◆ PASSAGE FOR REVIEW ◆

TrainCraft is code-agnostic. Any calculator that produces energies and forces can label frames — FHI-aims, Quantum ESPRESSO, VASP, or any other QM code can be plugged in as a single registered factory (an ASE-style calculator + a config model + a registry entry; see Write a Custom Builder for the registry pattern — calculators work the same way). Two DFT engines ship today:
fhi_aims— the reference engine. Its academic license (from MS1P e.V.) is free for academic groups with a voluntary donation; you obtain the source by registration (so its container is built from your own copy — see Run on HPC).qe(Quantum ESPRESSO) — fully open source, no license; runs the whole workflow with open tooling only.
Both can compute polarizability via DFPT (see below).

◆ WHAT THE TASK ASKS ◆
Continue the passage above about the DFT engines that TrainCraft supports, starting after its last sentence.

◆ STUDY MATERIAL ◆
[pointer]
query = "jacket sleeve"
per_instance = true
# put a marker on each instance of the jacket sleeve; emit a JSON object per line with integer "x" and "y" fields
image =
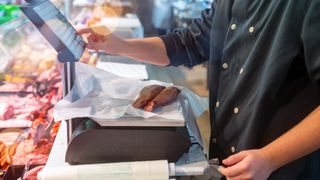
{"x": 190, "y": 46}
{"x": 310, "y": 36}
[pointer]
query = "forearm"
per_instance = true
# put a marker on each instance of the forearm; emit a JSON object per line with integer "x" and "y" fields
{"x": 149, "y": 50}
{"x": 297, "y": 142}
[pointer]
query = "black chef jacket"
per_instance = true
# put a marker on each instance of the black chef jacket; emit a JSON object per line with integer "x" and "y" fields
{"x": 264, "y": 71}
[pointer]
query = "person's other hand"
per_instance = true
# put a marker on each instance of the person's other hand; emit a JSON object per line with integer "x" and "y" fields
{"x": 251, "y": 164}
{"x": 101, "y": 38}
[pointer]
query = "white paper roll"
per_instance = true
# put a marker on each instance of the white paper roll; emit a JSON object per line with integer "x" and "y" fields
{"x": 146, "y": 170}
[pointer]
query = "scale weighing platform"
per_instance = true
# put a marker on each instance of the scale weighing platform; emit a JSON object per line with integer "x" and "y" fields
{"x": 88, "y": 142}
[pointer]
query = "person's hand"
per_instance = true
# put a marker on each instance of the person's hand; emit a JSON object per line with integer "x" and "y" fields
{"x": 251, "y": 164}
{"x": 101, "y": 38}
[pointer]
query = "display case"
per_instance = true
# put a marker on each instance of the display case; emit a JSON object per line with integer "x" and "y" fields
{"x": 30, "y": 85}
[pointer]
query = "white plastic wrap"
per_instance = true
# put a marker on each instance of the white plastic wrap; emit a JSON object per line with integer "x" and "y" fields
{"x": 101, "y": 95}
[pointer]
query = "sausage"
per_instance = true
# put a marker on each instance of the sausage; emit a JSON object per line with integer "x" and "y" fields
{"x": 2, "y": 147}
{"x": 13, "y": 149}
{"x": 167, "y": 96}
{"x": 146, "y": 95}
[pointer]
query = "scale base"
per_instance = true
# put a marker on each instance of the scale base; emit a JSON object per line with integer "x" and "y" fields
{"x": 91, "y": 143}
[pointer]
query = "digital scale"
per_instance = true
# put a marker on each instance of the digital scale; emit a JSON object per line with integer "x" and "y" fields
{"x": 89, "y": 142}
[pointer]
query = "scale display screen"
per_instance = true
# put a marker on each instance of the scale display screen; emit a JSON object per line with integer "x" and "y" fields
{"x": 56, "y": 29}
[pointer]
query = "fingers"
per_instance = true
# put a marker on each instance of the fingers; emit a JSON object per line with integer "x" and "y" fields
{"x": 84, "y": 31}
{"x": 234, "y": 159}
{"x": 234, "y": 170}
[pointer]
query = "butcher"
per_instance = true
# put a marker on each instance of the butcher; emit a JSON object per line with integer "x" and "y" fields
{"x": 264, "y": 81}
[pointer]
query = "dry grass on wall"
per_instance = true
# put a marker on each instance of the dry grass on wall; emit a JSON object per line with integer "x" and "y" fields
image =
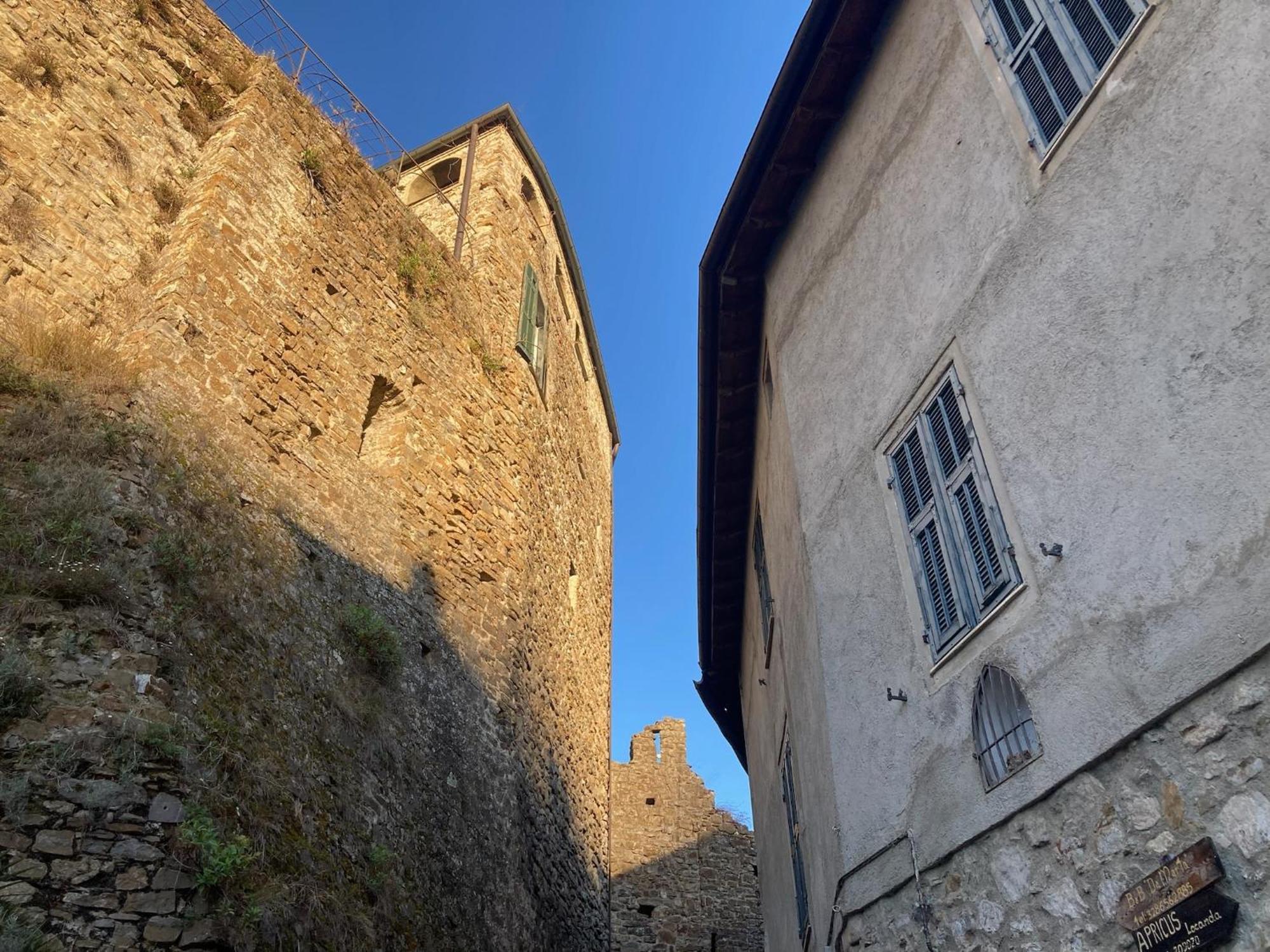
{"x": 65, "y": 351}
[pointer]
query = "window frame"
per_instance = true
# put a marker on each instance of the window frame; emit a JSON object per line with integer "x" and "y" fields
{"x": 1076, "y": 54}
{"x": 531, "y": 336}
{"x": 973, "y": 601}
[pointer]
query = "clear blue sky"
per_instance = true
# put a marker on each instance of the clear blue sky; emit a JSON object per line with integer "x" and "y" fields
{"x": 642, "y": 112}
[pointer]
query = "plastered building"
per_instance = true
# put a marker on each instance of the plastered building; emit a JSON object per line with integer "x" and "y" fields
{"x": 984, "y": 555}
{"x": 685, "y": 876}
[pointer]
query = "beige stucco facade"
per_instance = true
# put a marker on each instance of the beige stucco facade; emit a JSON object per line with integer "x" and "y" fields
{"x": 1106, "y": 309}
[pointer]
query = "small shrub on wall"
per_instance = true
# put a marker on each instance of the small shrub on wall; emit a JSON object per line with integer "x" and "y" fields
{"x": 377, "y": 643}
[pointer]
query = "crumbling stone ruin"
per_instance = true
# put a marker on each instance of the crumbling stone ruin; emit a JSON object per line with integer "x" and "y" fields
{"x": 685, "y": 876}
{"x": 307, "y": 571}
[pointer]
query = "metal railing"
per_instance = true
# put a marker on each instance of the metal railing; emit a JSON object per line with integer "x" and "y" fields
{"x": 262, "y": 29}
{"x": 266, "y": 32}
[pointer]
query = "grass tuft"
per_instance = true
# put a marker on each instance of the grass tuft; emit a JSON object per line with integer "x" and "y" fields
{"x": 152, "y": 12}
{"x": 220, "y": 859}
{"x": 490, "y": 364}
{"x": 18, "y": 935}
{"x": 377, "y": 643}
{"x": 195, "y": 122}
{"x": 171, "y": 201}
{"x": 40, "y": 68}
{"x": 119, "y": 153}
{"x": 21, "y": 687}
{"x": 63, "y": 350}
{"x": 313, "y": 167}
{"x": 237, "y": 77}
{"x": 22, "y": 219}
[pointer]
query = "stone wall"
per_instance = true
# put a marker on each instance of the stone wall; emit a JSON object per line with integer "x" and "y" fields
{"x": 685, "y": 876}
{"x": 1048, "y": 880}
{"x": 382, "y": 449}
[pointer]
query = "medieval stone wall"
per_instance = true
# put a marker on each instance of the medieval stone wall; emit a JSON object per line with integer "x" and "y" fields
{"x": 685, "y": 876}
{"x": 1050, "y": 879}
{"x": 176, "y": 195}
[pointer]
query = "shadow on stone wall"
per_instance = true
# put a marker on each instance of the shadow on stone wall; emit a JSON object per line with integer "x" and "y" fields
{"x": 434, "y": 769}
{"x": 385, "y": 810}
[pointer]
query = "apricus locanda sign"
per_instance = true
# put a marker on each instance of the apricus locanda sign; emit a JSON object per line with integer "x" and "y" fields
{"x": 1175, "y": 908}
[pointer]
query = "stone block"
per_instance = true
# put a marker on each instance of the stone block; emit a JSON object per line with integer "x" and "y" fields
{"x": 159, "y": 903}
{"x": 55, "y": 842}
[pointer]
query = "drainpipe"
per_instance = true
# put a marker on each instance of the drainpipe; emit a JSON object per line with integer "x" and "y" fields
{"x": 468, "y": 187}
{"x": 923, "y": 911}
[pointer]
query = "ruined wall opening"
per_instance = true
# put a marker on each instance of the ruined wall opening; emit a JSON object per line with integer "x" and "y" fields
{"x": 384, "y": 425}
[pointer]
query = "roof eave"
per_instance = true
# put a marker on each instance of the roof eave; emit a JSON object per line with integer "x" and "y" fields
{"x": 812, "y": 92}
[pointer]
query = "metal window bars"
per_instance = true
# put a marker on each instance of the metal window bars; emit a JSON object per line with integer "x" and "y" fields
{"x": 1005, "y": 734}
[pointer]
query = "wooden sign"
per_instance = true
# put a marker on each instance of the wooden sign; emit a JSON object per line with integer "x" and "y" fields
{"x": 1191, "y": 871}
{"x": 1193, "y": 925}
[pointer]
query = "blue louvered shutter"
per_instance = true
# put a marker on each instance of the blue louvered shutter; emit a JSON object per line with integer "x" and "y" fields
{"x": 1055, "y": 50}
{"x": 1017, "y": 18}
{"x": 962, "y": 559}
{"x": 1048, "y": 84}
{"x": 915, "y": 489}
{"x": 1102, "y": 25}
{"x": 981, "y": 549}
{"x": 528, "y": 332}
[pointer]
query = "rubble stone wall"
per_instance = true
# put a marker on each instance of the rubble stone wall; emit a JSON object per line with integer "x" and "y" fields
{"x": 387, "y": 440}
{"x": 684, "y": 871}
{"x": 1050, "y": 879}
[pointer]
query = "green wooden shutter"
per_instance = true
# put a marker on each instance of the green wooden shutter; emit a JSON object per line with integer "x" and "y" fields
{"x": 961, "y": 554}
{"x": 528, "y": 333}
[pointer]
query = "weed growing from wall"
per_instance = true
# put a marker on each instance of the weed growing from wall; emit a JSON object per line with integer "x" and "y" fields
{"x": 220, "y": 859}
{"x": 377, "y": 643}
{"x": 21, "y": 689}
{"x": 170, "y": 200}
{"x": 18, "y": 936}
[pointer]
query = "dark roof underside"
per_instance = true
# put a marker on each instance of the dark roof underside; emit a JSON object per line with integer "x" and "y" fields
{"x": 506, "y": 116}
{"x": 815, "y": 87}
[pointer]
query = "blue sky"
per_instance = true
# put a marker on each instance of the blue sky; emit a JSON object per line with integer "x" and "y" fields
{"x": 642, "y": 112}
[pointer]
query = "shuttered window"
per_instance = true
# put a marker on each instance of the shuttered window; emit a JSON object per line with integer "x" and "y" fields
{"x": 791, "y": 798}
{"x": 765, "y": 587}
{"x": 531, "y": 337}
{"x": 1053, "y": 51}
{"x": 962, "y": 559}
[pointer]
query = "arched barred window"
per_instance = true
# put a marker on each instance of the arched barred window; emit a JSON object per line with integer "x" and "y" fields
{"x": 1005, "y": 736}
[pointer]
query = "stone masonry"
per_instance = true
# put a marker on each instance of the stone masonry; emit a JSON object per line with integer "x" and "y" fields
{"x": 397, "y": 454}
{"x": 684, "y": 871}
{"x": 1050, "y": 879}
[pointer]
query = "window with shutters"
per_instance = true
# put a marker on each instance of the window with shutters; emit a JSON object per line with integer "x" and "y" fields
{"x": 1053, "y": 53}
{"x": 789, "y": 795}
{"x": 962, "y": 558}
{"x": 531, "y": 338}
{"x": 765, "y": 588}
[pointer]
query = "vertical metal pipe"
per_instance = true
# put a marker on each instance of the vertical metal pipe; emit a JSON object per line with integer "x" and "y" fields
{"x": 302, "y": 67}
{"x": 468, "y": 186}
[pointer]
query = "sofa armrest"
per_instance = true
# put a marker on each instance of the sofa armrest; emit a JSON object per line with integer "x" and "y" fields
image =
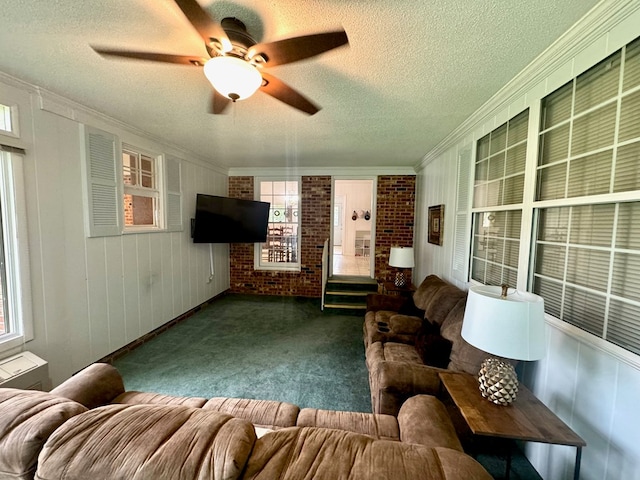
{"x": 377, "y": 301}
{"x": 94, "y": 386}
{"x": 423, "y": 419}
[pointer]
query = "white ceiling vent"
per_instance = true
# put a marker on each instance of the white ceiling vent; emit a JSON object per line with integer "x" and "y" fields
{"x": 25, "y": 371}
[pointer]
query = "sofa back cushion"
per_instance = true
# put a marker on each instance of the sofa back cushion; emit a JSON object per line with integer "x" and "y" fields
{"x": 426, "y": 290}
{"x": 27, "y": 419}
{"x": 464, "y": 356}
{"x": 125, "y": 442}
{"x": 442, "y": 302}
{"x": 321, "y": 453}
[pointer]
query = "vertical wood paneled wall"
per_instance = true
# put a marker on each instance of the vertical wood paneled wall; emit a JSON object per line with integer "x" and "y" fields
{"x": 92, "y": 296}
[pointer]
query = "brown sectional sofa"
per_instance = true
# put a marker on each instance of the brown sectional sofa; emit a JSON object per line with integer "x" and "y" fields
{"x": 91, "y": 427}
{"x": 409, "y": 341}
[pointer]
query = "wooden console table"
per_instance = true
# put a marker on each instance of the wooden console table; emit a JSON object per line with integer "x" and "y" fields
{"x": 527, "y": 418}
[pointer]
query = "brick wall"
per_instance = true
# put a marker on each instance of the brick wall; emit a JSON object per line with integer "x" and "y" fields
{"x": 394, "y": 227}
{"x": 315, "y": 206}
{"x": 394, "y": 220}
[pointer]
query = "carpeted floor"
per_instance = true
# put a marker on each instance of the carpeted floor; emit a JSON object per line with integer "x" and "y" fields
{"x": 272, "y": 348}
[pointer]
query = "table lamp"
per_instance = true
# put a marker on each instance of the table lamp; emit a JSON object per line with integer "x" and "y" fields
{"x": 401, "y": 257}
{"x": 509, "y": 324}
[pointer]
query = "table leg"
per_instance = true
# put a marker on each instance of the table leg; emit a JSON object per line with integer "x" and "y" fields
{"x": 576, "y": 471}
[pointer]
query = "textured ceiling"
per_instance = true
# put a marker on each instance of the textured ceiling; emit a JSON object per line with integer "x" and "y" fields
{"x": 414, "y": 71}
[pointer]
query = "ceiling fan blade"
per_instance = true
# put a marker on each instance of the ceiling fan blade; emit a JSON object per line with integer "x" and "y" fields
{"x": 219, "y": 103}
{"x": 206, "y": 26}
{"x": 283, "y": 92}
{"x": 152, "y": 57}
{"x": 298, "y": 48}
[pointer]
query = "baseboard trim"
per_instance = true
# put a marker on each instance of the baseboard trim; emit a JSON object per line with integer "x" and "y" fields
{"x": 113, "y": 356}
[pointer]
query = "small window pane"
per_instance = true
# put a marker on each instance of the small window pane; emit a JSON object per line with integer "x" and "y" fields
{"x": 623, "y": 328}
{"x": 592, "y": 225}
{"x": 554, "y": 145}
{"x": 5, "y": 118}
{"x": 556, "y": 108}
{"x": 496, "y": 166}
{"x": 626, "y": 276}
{"x": 584, "y": 310}
{"x": 499, "y": 139}
{"x": 483, "y": 147}
{"x": 594, "y": 130}
{"x": 632, "y": 66}
{"x": 551, "y": 292}
{"x": 516, "y": 158}
{"x": 553, "y": 224}
{"x": 550, "y": 261}
{"x": 590, "y": 175}
{"x": 518, "y": 128}
{"x": 552, "y": 182}
{"x": 598, "y": 84}
{"x": 627, "y": 172}
{"x": 628, "y": 232}
{"x": 630, "y": 117}
{"x": 589, "y": 268}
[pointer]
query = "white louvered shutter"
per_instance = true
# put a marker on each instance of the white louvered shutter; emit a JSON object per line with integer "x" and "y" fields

◆ EXERCISE OUTPUT ◆
Available calculators¶
type |
Kind | Properties | Extra deps |
|---|---|---|---|
emt |
ASE force field | energy, forces (stress for bulk) | none |
tblite |
semiempirical GFN-xTB | energy, forces, stress | tblite |
xtb |
semiempirical GFN-xTB | energy, forces | xtb |
mace |
MLIP (foundation / fine-tuned) | energy, forces, stress | mace-torch, torch |
fhi_aims |
DFT (FHI-aims) | energy, forces, stress, dipole, polarizability | FHI-aims binary |
qe |
DFT (Quantum ESPRESSO) | energy, forces, stress, dipole | QE binaries |
mace¶
[calculator]
type = "mace"
model = "mace-mp0" # or "mace-off23"
device = "cuda" # "cpu" locally; "cuda" on the GPU image
# model_path = "my-finetuned.model" # a local checkpoint instead of a foundation model
DFT calculators¶
Both DFT calculators are ASE file-IO calculators. Their run command is never configured in the TOML — it is injected from the environment so the same config works locally and inside a container on HPC (see Run on HPC):
| Env var | Default | Used by |
|---|---|---|
TRAINCRAFT_AIMS_COMMAND |
aims.x |
fhi_aims |
TRAINCRAFT_PW_COMMAND |
pw.x |
qe |
TRAINCRAFT_AIMS_SPECIES_DIR / AIMS_SPECIES_DIR |
— | fhi_aims species defaults |
TRAINCRAFT_PW_PSEUDO_DIR / ESPRESSO_PSEUDO |
— | qe pseudopotentials |
On HPC the Slurm executor sets these for you, e.g.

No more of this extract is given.